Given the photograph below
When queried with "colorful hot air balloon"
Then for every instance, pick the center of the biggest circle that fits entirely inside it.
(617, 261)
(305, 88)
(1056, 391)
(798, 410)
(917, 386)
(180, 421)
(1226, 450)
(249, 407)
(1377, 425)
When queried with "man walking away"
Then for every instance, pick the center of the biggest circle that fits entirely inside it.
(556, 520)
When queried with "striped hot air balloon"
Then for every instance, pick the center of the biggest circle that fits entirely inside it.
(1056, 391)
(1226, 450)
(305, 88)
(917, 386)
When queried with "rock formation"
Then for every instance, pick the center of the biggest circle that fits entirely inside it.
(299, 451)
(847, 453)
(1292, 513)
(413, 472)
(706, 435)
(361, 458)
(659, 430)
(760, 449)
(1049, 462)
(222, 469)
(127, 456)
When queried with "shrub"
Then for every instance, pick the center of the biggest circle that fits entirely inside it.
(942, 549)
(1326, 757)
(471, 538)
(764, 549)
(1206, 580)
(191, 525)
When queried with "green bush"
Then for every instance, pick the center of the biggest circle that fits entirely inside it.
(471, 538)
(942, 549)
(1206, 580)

+ + +

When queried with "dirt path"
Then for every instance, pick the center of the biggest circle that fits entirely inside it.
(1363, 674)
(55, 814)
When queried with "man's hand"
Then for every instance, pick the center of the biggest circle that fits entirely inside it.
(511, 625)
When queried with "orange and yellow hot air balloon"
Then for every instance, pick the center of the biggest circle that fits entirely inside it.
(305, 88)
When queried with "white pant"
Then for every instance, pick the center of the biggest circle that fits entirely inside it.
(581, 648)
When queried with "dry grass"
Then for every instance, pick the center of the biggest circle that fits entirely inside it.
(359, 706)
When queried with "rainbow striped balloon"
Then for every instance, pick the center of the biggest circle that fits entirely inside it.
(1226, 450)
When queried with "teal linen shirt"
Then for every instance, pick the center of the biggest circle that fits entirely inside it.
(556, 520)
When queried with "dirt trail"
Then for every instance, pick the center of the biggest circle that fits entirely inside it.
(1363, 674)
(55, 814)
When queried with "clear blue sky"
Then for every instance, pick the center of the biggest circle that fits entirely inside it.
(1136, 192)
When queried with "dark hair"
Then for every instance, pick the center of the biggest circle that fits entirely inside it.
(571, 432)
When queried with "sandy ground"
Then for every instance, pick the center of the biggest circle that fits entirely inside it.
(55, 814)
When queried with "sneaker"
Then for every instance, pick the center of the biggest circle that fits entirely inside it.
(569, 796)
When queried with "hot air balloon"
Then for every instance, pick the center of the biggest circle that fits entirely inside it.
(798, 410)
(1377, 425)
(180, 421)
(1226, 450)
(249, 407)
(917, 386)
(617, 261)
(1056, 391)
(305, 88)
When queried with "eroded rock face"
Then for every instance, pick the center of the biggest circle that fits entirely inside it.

+ + +

### Aim of the exercise:
Find each line in the data above that contains the word "balloon", and copy those lines.

### Answer to the problem:
When queried with "colorful hot air balloon"
When queried with "striped hot air balloon"
When queried with "orange and yellow hot air balloon"
When queried with "rainbow striped balloon"
When queried with "hot air balloon"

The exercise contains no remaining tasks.